**Your instructions**
Each entry below is to be transcribed exactly.

**Given data**
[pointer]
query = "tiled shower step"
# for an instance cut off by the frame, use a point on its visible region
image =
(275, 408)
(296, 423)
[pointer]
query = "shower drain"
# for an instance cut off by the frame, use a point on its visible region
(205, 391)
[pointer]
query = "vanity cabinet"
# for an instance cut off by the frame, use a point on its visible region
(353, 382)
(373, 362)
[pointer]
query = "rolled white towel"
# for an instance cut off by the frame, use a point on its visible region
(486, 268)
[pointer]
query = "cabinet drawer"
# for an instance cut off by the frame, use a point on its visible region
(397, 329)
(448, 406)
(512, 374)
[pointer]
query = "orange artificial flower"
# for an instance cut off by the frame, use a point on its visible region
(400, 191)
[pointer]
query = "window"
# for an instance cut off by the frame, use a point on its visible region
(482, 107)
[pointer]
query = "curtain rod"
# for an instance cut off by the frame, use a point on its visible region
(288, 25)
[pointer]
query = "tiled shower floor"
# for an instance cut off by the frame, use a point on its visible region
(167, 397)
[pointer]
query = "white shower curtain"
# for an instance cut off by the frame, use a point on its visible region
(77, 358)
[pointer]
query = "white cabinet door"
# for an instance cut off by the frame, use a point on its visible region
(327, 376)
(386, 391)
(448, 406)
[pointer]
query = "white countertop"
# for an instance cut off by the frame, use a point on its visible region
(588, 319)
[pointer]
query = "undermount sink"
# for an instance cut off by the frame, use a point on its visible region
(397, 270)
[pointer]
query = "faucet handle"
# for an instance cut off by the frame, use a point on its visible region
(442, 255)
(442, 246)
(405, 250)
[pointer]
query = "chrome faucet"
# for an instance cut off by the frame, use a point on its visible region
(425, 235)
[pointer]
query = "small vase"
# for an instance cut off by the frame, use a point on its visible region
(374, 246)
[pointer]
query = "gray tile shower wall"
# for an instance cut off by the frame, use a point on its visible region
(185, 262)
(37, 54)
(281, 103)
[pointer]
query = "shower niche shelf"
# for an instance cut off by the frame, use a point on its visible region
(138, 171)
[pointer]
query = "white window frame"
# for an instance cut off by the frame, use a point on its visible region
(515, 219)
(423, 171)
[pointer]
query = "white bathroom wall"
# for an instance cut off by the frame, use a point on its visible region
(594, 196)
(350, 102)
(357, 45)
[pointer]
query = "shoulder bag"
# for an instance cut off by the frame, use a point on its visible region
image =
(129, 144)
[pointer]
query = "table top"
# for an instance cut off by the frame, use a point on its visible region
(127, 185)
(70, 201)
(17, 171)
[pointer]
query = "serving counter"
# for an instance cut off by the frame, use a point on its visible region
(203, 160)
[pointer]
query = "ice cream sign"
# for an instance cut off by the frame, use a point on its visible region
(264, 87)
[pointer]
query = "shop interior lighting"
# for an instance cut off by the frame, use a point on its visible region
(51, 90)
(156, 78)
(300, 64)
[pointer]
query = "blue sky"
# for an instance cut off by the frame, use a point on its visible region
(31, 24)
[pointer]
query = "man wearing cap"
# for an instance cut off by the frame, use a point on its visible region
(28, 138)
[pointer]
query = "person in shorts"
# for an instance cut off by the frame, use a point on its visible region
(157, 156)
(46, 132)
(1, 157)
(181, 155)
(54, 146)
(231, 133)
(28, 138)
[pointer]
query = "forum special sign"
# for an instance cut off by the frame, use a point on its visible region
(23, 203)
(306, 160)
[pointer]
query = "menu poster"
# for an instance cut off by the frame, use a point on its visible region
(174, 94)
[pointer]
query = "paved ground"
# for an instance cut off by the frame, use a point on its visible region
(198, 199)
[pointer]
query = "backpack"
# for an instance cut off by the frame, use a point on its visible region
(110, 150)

**The response**
[pointer]
query = "tiled shower step"
# for an instance cut off by the frame, use a point on its visible region
image =
(275, 408)
(296, 423)
[pointer]
query = "shower drain"
# for an instance cut off by the frame, use a point on its visible region
(205, 391)
[pointer]
query = "vanity cabinet"
# for an instance cut off by the frame, use a point on its visible region
(353, 382)
(373, 362)
[pointer]
query = "rolled white towel"
# for an instance cut off by the frame, use a point on its visible region
(486, 268)
[pointer]
query = "cabinet drawer"
# for an instance cut off by the frame, use a point on its visible region
(397, 329)
(448, 406)
(512, 374)
[pointer]
query = "orange artificial flower"
# for an instance cut off by the frame, use a point on its visible region
(400, 191)
[pointer]
query = "window"
# for an instance cut off by the frame, use a point on its visible region
(482, 107)
[pointer]
query = "curtain rod"
# for an instance cut off by the frame, use a point on its visible region
(288, 25)
[pointer]
query = "tiled shower floor"
# for an instance cut off by the frame, use a point on its visible region
(167, 397)
[pointer]
query = "white shower curtain"
# for an instance cut off by the frame, use a point on its visible region
(77, 358)
[pointer]
query = "white cabinet door"
# for an instance cut off by the frame, use a point on its visible region
(327, 376)
(386, 391)
(448, 406)
[pointer]
query = "white countertop"
# for an instance cut off by the frame, use a point on its visible region
(588, 319)
[pointer]
query = "undermount sink"
# for an instance cut off by the frame, use a point on its visible region
(397, 270)
[pointer]
query = "faucet handle"
# for an instance cut off by the frame, use a point on its visible region
(442, 255)
(442, 246)
(405, 250)
[pointer]
query = "chrome faucet"
# for an instance cut off by the frame, use a point on its visible region
(425, 235)
[pointer]
query = "small vase"
# for an instance cut off by the frame, use a point on its visible region
(374, 246)
[pointer]
query = "gray tile shower wall"
# for an instance cut off by the frame, use a point on its visible region
(185, 262)
(37, 54)
(281, 103)
[pointer]
query = "shower niche shelf"
# for an instance cut off by the frame, use a point on its visible region
(138, 171)
[pointer]
query = "white window frame"
# for an instance cut off by the frame, use a point on its visible region
(515, 219)
(423, 171)
[pointer]
query = "white bathroom wall"
# for an instance cut off by the frame, use a point on its visible region
(594, 196)
(350, 102)
(357, 45)
[pointer]
query = "shoulder bag"
# for an instance cut off by the frame, use a point on its visible region
image =
(129, 144)
[pointer]
query = "table top"
# for an instance cut off by the frame, use a point on its visible region
(127, 185)
(70, 201)
(17, 171)
[pointer]
query = "serving counter"
# for an instance cut off by the frame, use a point on its visible region
(203, 160)
[pointer]
query = "ice cream sign"
# for an instance cut off by the frame, use a point on its visible region
(264, 87)
[pointer]
query = "shop interior lighting"
# for an instance cut off by the frame, use a point on its visible region
(51, 90)
(156, 78)
(300, 64)
[pointer]
query = "blue sky"
# for an instance cut off by the frame, use a point on its visible region
(31, 24)
[pointer]
query = "man wearing cap"
# for an instance cut off by the frame, use a point on its visible region
(28, 138)
[pointer]
query = "person in shorts"
# for an instance cut off by the frame, use a point on its visible region
(157, 156)
(46, 132)
(1, 157)
(181, 155)
(54, 146)
(231, 133)
(28, 138)
[pointer]
query = "forum special sign"
# for an instance cut off by the frame, use a point on its visible region
(23, 203)
(306, 160)
[pointer]
query = "menu poster"
# for an instance cut off by the frame, use a point on its visible region
(174, 94)
[pointer]
query = "paved ground"
# for an instance cut off by the frame, use a point on its visible region
(198, 199)
[pointer]
query = "backpack"
# for an instance cut off by the frame, use a point on its visible region
(110, 150)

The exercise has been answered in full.